--- Information Enclosed Below ---
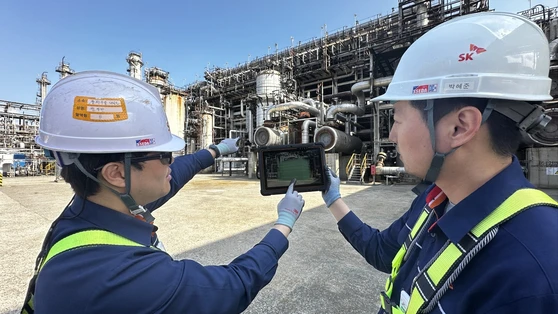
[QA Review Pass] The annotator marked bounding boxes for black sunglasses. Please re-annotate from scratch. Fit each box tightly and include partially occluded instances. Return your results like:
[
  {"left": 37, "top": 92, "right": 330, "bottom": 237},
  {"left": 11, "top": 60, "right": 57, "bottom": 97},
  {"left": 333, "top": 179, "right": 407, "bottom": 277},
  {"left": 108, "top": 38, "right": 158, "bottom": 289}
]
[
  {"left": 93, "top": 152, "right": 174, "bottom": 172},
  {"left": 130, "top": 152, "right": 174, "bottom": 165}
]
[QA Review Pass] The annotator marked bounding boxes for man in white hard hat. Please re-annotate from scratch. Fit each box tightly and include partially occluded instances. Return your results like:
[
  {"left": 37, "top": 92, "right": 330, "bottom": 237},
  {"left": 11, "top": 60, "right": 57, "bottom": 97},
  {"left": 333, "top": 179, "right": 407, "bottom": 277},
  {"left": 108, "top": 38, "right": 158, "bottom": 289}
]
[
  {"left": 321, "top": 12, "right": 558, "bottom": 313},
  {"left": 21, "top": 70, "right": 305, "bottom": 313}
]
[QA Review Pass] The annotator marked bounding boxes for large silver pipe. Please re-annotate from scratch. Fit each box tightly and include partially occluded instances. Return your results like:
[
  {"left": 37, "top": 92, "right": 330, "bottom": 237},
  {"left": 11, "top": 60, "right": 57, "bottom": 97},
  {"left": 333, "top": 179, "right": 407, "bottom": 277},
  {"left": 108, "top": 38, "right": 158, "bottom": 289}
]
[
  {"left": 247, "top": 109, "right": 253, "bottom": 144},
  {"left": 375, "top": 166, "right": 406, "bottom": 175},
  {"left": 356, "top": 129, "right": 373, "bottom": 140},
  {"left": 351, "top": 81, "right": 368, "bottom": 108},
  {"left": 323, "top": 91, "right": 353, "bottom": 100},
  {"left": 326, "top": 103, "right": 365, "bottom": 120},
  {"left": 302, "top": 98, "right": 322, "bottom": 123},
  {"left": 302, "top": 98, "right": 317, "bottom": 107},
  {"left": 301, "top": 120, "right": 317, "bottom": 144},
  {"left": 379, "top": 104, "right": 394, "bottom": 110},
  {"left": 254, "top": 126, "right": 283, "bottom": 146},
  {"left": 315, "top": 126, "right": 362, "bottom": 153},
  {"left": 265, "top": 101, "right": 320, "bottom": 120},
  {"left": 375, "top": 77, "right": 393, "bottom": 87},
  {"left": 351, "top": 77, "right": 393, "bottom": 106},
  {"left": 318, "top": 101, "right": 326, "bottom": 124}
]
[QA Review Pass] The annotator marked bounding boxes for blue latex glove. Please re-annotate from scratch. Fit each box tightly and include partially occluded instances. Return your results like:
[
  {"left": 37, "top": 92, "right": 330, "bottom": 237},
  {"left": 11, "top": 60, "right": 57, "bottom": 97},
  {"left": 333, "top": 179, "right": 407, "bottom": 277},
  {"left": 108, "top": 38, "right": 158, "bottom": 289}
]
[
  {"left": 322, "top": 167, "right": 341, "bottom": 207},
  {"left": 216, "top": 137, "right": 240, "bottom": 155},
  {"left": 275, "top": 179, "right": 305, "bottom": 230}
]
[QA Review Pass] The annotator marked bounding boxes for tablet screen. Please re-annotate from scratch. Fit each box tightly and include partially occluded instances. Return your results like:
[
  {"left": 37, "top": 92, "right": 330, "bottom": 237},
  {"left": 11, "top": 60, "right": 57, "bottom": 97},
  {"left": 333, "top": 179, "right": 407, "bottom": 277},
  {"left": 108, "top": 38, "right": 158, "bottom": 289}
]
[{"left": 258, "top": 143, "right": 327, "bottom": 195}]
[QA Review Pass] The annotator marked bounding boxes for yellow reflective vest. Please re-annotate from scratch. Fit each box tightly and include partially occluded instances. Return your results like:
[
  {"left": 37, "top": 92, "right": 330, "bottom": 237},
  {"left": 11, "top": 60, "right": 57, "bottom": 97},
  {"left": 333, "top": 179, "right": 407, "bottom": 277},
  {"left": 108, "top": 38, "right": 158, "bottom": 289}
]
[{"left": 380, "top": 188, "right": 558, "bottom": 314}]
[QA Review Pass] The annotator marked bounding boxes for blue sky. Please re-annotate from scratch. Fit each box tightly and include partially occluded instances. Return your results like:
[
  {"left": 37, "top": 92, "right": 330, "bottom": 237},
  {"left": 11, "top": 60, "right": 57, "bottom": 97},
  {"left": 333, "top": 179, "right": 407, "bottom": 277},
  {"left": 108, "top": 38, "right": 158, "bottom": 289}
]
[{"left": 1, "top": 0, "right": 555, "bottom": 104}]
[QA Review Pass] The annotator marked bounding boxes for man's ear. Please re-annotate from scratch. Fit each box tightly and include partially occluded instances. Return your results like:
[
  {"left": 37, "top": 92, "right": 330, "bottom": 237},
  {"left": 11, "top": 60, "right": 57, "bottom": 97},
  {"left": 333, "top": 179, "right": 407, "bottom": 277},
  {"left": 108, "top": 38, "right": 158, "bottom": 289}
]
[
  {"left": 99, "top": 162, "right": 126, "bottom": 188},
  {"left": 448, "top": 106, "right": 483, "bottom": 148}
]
--- End of Enclosed Information ---
» **What is needed**
Work through the material above. Then report how many of its lines contain "blue", and only that.

» **Completed exercise**
2